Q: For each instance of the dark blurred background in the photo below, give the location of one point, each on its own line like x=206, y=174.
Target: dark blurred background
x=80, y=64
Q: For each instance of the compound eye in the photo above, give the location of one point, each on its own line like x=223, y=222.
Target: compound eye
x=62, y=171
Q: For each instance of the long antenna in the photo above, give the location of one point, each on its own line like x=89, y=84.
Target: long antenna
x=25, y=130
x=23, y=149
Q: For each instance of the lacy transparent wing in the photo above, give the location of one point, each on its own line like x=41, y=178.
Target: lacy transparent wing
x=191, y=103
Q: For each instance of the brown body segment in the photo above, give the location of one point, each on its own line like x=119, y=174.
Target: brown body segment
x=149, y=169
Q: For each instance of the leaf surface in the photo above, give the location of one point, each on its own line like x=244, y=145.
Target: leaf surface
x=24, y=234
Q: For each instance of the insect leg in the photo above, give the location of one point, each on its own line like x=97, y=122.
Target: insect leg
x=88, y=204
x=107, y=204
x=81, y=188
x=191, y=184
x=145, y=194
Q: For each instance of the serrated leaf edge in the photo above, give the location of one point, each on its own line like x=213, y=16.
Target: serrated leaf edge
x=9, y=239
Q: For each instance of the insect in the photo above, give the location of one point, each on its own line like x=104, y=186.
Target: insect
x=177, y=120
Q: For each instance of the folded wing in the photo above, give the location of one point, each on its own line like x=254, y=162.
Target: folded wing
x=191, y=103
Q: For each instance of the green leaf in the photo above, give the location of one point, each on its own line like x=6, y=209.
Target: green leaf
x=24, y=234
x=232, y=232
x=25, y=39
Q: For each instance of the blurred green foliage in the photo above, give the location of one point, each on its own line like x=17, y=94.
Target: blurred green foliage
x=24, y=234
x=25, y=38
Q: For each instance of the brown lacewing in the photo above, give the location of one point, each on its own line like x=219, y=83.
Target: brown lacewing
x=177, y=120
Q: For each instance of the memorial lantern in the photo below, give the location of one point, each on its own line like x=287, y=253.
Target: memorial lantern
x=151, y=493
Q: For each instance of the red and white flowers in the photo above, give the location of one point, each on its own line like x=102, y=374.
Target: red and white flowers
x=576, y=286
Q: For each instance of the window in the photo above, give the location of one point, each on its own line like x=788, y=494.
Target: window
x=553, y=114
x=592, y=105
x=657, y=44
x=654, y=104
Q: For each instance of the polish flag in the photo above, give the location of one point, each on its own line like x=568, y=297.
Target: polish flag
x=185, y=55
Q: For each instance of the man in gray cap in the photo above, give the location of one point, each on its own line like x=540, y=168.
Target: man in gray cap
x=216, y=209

TASK REQUIREMENTS: Output the whole of the material above, exactly.

YOUR SOLUTION:
Q: For each instance of the dark blurred background in the photo below, give the location of one point, each on its own line like x=206, y=174.
Target: dark blurred background
x=80, y=64
Q: For each instance of the compound eye in the photo above, give the location of one point, each on its own line like x=223, y=222.
Target: compound eye
x=62, y=171
Q: For each instance of the long antenna in the photo above, give the location of one point, each on its own line like x=89, y=84.
Target: long antenna
x=25, y=130
x=23, y=149
Q: For each instance of the lacy transparent wing in the photo above, give the location of one point, each on its own line like x=41, y=178.
Target: lacy transparent wing
x=191, y=103
Q: For each instance of the brown body segment in the photo above, give the location of one point, each on its own line like x=119, y=174.
Target: brown body segment
x=149, y=169
Q: For each instance of the leaf surface in the photo above, give the location of one point, each on its own line like x=244, y=145.
Target: leaf surface
x=24, y=234
Q: For each instance of the insect leg in the photo above, give the location of one point, each on its own line like x=97, y=122.
Target: insect leg
x=88, y=204
x=107, y=204
x=81, y=188
x=191, y=184
x=145, y=194
Q: For each instance of the serrated leaf edge in the photo above, give the location of one point, each on its own line like x=213, y=16.
Target: serrated leaf edge
x=9, y=239
Q: For each instance of the insect in the photo above, give the location of one point, each on its own line like x=104, y=186.
Target: insect
x=177, y=120
Q: For each instance of the folded wing in the photo above, give the location of one point, each on its own line like x=254, y=162.
Target: folded wing
x=191, y=103
Q: For each instance of the green leaf in the photo above, give the location of one point, each on its own line like x=6, y=209.
Target: green leaf
x=24, y=234
x=232, y=232
x=25, y=39
Q: For each instance of the blurred green foliage in the photo above, give the location of one point, each on its own line like x=17, y=94.
Target: blurred green foliage
x=24, y=234
x=25, y=38
Q: For each instance of the brown lacewing in the photo above, give the location of one point, each on its own line like x=219, y=83.
Target: brown lacewing
x=177, y=120
Q: For each instance of the memorial lantern in the photo below, give the location of one point, each on its own line like x=287, y=253.
Target: memorial lantern
x=151, y=493
Q: For each instance of the red and white flowers in the photo above, give the location of one point, each on its own line like x=102, y=374.
Target: red and white flowers
x=576, y=286
Q: For each instance of the window in the photo above, give the location of one point, each on its own line like x=788, y=494.
Target: window
x=553, y=114
x=592, y=105
x=657, y=44
x=654, y=104
Q: For each instance of the polish flag in the photo above, give the location of one point, each on its own line like x=568, y=297.
Target: polish flag
x=185, y=55
Q: For each instance of the man in gray cap in the photo above, give the location of one point, each on its own line like x=540, y=168.
Target: man in gray cap
x=216, y=209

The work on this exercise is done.